** Opening MATERIAL PROVIDED block **
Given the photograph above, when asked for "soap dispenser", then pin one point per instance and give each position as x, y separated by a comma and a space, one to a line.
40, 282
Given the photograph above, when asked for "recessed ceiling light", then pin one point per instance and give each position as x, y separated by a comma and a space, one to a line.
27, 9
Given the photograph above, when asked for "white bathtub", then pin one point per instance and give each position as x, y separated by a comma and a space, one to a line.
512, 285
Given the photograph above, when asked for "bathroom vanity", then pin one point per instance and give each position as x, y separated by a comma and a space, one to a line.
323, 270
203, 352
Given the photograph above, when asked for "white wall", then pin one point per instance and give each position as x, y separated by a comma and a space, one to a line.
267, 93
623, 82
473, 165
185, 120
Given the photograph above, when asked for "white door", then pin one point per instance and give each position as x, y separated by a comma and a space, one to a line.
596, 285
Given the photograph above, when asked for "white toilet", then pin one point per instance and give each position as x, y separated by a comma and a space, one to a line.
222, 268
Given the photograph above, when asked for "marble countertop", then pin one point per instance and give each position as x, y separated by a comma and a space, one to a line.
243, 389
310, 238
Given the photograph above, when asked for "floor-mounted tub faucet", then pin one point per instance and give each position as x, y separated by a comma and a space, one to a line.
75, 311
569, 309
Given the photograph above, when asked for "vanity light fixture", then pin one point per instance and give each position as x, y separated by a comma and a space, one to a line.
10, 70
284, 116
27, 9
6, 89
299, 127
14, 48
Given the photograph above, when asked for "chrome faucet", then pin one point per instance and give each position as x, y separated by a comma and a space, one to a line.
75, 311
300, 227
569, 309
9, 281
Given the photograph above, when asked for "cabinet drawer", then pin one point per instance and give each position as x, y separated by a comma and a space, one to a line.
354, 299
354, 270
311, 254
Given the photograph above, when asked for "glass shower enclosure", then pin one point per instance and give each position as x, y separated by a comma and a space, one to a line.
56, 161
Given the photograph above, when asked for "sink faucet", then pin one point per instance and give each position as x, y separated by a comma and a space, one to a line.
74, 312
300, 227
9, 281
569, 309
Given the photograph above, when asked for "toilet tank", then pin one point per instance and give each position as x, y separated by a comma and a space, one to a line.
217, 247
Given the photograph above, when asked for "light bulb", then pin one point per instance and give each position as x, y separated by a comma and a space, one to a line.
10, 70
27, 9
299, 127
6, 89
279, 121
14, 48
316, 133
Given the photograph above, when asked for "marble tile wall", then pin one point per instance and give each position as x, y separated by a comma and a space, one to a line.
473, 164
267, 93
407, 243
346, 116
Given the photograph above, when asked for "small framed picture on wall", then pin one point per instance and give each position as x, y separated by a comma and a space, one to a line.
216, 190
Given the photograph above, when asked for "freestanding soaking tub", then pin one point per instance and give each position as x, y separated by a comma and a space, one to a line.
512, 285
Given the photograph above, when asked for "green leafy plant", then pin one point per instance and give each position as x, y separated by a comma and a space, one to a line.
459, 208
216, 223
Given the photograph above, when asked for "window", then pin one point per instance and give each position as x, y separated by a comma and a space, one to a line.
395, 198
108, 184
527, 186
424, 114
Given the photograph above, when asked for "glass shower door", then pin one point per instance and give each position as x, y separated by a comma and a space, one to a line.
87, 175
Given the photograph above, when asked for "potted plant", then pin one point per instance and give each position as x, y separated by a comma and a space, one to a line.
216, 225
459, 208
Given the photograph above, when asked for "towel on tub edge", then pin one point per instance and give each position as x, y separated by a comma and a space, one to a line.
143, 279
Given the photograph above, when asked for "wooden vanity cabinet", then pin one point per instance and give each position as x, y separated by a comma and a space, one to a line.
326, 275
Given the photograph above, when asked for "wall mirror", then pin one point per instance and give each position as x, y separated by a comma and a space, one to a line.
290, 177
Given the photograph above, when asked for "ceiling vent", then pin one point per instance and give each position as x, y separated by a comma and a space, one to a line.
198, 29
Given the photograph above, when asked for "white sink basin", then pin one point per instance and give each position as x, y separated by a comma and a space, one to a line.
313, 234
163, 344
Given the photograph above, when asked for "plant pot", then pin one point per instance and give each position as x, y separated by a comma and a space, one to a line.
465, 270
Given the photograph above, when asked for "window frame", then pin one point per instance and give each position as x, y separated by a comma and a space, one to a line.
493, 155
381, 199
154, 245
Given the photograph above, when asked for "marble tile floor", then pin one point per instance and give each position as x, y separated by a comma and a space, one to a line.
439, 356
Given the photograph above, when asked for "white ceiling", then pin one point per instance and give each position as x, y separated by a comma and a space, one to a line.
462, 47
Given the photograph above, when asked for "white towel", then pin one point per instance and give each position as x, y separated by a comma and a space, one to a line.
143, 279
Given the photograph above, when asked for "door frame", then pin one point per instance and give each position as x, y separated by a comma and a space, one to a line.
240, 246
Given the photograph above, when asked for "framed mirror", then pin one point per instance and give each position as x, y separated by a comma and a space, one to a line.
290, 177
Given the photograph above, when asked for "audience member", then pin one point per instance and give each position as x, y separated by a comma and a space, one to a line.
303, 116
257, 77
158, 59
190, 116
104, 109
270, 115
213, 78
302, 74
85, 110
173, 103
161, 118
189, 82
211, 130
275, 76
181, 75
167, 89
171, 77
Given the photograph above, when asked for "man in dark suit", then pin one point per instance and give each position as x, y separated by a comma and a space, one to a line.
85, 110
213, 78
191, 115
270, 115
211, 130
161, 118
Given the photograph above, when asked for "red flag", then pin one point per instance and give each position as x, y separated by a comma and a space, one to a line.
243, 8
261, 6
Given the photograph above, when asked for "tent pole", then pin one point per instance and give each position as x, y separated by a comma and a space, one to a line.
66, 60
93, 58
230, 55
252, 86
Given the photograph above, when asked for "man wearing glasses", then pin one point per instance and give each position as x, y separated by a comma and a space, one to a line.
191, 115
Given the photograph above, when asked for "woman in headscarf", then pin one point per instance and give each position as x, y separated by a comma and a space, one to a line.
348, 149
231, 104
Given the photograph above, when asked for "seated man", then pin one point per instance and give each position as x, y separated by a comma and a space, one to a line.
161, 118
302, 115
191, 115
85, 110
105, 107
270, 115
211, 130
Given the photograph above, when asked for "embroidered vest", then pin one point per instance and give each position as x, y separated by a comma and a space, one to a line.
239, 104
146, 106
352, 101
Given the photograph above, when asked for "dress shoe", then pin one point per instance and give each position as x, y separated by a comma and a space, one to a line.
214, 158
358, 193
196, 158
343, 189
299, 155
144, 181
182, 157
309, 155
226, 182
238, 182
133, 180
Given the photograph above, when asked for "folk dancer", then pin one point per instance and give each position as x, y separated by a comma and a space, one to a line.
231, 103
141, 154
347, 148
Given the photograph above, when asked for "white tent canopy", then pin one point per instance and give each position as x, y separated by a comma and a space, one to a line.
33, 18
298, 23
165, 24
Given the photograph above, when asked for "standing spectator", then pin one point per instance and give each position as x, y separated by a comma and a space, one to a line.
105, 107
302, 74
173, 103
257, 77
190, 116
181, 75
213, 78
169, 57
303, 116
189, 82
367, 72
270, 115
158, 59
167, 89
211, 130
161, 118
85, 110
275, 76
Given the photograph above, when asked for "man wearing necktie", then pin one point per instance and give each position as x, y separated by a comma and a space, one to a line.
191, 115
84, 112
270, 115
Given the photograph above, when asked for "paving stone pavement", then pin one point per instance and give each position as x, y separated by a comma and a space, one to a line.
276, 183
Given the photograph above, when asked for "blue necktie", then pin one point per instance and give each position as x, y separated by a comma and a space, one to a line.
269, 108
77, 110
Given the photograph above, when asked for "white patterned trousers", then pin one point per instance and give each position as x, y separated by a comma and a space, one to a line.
** Closing MATERIAL PROVIDED block **
Every record should be retyped so that it matches the original exactly.

Given the photograph above, when asked for "soap dispenser", then pin one point per instance and give each position as x, y separated by a comma and a space, one to a line.
40, 282
Given the photograph above, when asked for "recessed ceiling light", then pin one point per instance and give each position as x, y separated by a comma and a space, one to a line.
27, 9
Given the photograph above, when asked for "white bathtub", then pin one point per instance and give each position as x, y separated by a comma and a space, one to a line.
512, 285
Given the photograph above, when asked for "bathroom vanity", then pin one point per instance and give each position as x, y separated by a comma and a space, one to a line.
323, 270
203, 352
Given the photograph above, when asked for "white wall", then pin one point per instance and give each position as x, y separated by a comma and a space, one to a line.
267, 93
623, 82
473, 165
185, 120
Given the photograph above, when asked for "white door", then pin one point per instance and give each position as x, y separated by a comma and a space, one to a line.
596, 285
Given the photograph above, when asked for "white toilet", then pin one point per instance and give each position as x, y separated by a comma and a space, one to a line.
222, 268
Given the photograph above, when asked for "marble countertop", then pin one point per instance and give each position as x, y separated by a comma and a space, one to a line.
243, 389
310, 238
Given the photograph above, when asked for "floor-mounted tub faucet", then pin one point per instance and give each position as x, y separated by a comma and a space, one to a line.
75, 311
569, 309
Given the photograph above, when asked for "vanity light fixture", then pin one point per instance and give each position as x, y separated by a comma and a space, one to a line.
10, 70
284, 116
27, 9
6, 89
299, 127
14, 48
Given the photograph above, when asked for "chrome faucet", then pin one point per instance and give each position as x, y separated by a comma and a space, one to a line.
75, 311
300, 227
569, 309
9, 281
Given the photograph above, when asked for "cabinet drawer", then pin one point per instance and give each position as x, y separated by a comma and a space, one to a line.
354, 299
354, 270
311, 254
Given the photograph above, when asked for "glass shower enclosure", then pin one point per instance and give each position as x, y separated by a comma and a space, one to a line.
56, 161
Given the photograph above, when asked for "sink faucet", then pin one point per instance and give each position as x, y separated by a comma and a space, one to a line.
74, 312
300, 227
9, 281
569, 309
Given the photograph above, when asked for "toilet tank", then pin one point per instance and give each position as x, y separated by a comma and a space, one to a line.
217, 247
Given the photograph above, when asked for "light bulb", then pin one point per instance and give each position as x, y separated by a comma and a space, one to a line.
10, 70
27, 9
299, 127
6, 89
279, 121
14, 48
316, 133
Given the photograph above, when asked for "marble tile wall", then pin one point per instance and give each position as x, y separated by a comma and a space, one to a line.
473, 164
267, 93
407, 243
346, 116
Given the photograph above, when asked for "small framed picture on wall", then pin one point per instance and give each position as x, y separated by a comma and a space, one to a line.
216, 190
Given the photograph above, when asked for "freestanding soaking tub", then pin one point per instance and give each position as x, y separated by a comma and a space, one to a line.
512, 285
Given the photograph above, when asked for "green leafy plant", then pin one point per instance and give each position as x, y separated by a comma and a space, one to a line.
459, 208
216, 223
Given the photograph above, when asked for "window", then pin one point per instance and give each position as x, y separated by a comma and a space, one to a line.
395, 198
108, 184
527, 186
424, 114
Given the photograph above, when asked for "glass shower door", then pin one point per instance and give each position as x, y separated by a comma and a space, one to a line.
87, 175
Given the photograph above, when asked for "potted plant", then pin one point per instance and give each position as x, y separated by a comma and a space, one to a line.
216, 225
459, 208
Given the photograph above, when asked for "towel on tub edge", then pin one point per instance and give each position as x, y separated by a comma and a space, one to a line.
143, 279
Given the photograph above, when asked for "wooden vanity cabinet", then pin one point per instance and give each position as x, y separated by a comma and a space, one to a line.
326, 275
Given the photograph above, when asked for "wall mirror", then pin one point per instance and give each position as x, y separated by a comma and a space, one to a line.
290, 177
Given the photograph above, when asked for "ceiling vent", then pin one point per instance and give each position as x, y separated by a comma and a space, one to a line.
198, 29
Given the photograph above, when asked for "white sink basin", then pin one point per instance and give each position as x, y separated by a comma and a space, one to a line.
313, 234
163, 344
Given the photograph above, when asked for "plant pot", then pin one point per instance and give each position as x, y separated by a comma and a space, one to a line.
465, 270
Given the photograph above, when asked for "window frame", then pin one point per instance and give each position as x, y separated by a comma and a space, one to a line.
493, 155
381, 199
154, 245
Given the photograph above, when asked for "marble tile floor", then pin one point per instance and give each position as x, y separated by a comma and a space, one to a line.
439, 356
Given the photograph above, when asked for "white ceiling", then pin one point per instance and give each position as x, y separated by a comma and a space, one to a line.
462, 47
Given the photograph above, when asked for "white towel", then pin one point per instance and give each position as x, y separated by a comma and a space, one to a line.
143, 279
Given the photograph above, when asked for "door frame", then pin one point per instance and give each position as x, y separated by a comma and a space, one to a line.
240, 246
Given the photograph above, when asked for "framed mirror", then pin one point per instance and give each position as x, y separated by a comma and a space, one to a line.
290, 177
Given the photograph above, when asked for "audience member", then pin one point per instance and give each position as x, y separated by a comma and a space, one to a line.
303, 116
257, 77
158, 59
190, 116
104, 109
270, 115
213, 78
302, 74
85, 110
173, 103
161, 118
189, 82
211, 130
275, 76
181, 75
167, 89
171, 77
Given the photograph above, when asked for "man in dark suit", then pin one point per instance and give each position as x, y separated by a comma and a space, one to a line.
85, 110
213, 78
191, 115
270, 115
211, 130
161, 118
Given the photograph above, when asked for "red flag", then pin one point per instance and give each position as x, y separated by a comma and a space, one to a line.
243, 8
261, 6
Given the photograph above, when asked for "tent pole", then pin one point per instance and give each position as x, y separated by a comma and a space, one to a line.
66, 60
93, 58
230, 55
252, 86
Given the photograph above, when asked for "man wearing glasses", then pin one point per instance and give each position as x, y separated by a comma and a space, one to a line.
191, 115
Given the photograph above, when asked for "woman in headscarf", then pin one point per instance and give each position as x, y separated by a comma and a space, one to a line.
348, 149
231, 104
Given the photograph above, when asked for "seated man", then pin one point per instance and give each position as x, y separated by a comma and a space, one to a line.
161, 118
302, 115
191, 115
85, 110
105, 107
270, 115
211, 130
Given the photograph above, when asked for "embroidered vest", then pin one point per instance and give each position as x, y separated by a comma and a space, one to a line.
239, 104
146, 106
352, 101
Given the photograph above, when asked for "dress shoe", then pin one point per instance and give each position as x, y separated by a comma and a space, one to a line.
214, 158
358, 193
196, 158
343, 189
299, 155
144, 181
182, 157
309, 155
226, 182
238, 182
133, 180
Given the photograph above, when asked for "folk dancer", then pin one point per instance and give each position as x, y separated by a comma and a space, one to a line.
231, 103
141, 154
347, 148
Given the photograph above, when asked for "white tent canopy", then pin one point per instance and give each position as x, y separated by a comma and a space, one to a line.
33, 18
298, 23
165, 24
Given the photograph above, when asked for "standing spectator", then pin one point per instance and give each position as x, y separated by a comma and a space, one to a line.
105, 107
302, 74
173, 103
257, 77
190, 116
181, 75
213, 78
169, 57
303, 116
189, 82
367, 72
270, 115
158, 59
167, 89
211, 130
161, 118
85, 110
275, 76
Given the photograph above, when asked for "man wearing necktie", then pin one point per instance and give each position as x, y separated by a comma and a space, one to a line.
191, 115
84, 112
270, 115
Given the photograph above, when asked for "paving stone pavement", then pin one point per instance and give each position as x, y separated by a comma and a space, one to a line.
276, 183
Given the photograph above, when asked for "blue necktie", then pin one point per instance and give each position as x, y separated by a comma and a space, one to a line.
269, 108
77, 110
Given the photograph above, when asked for "white patterned trousers", then pin one point per instance and give each position as x, y separated by a comma and a space, one to a line.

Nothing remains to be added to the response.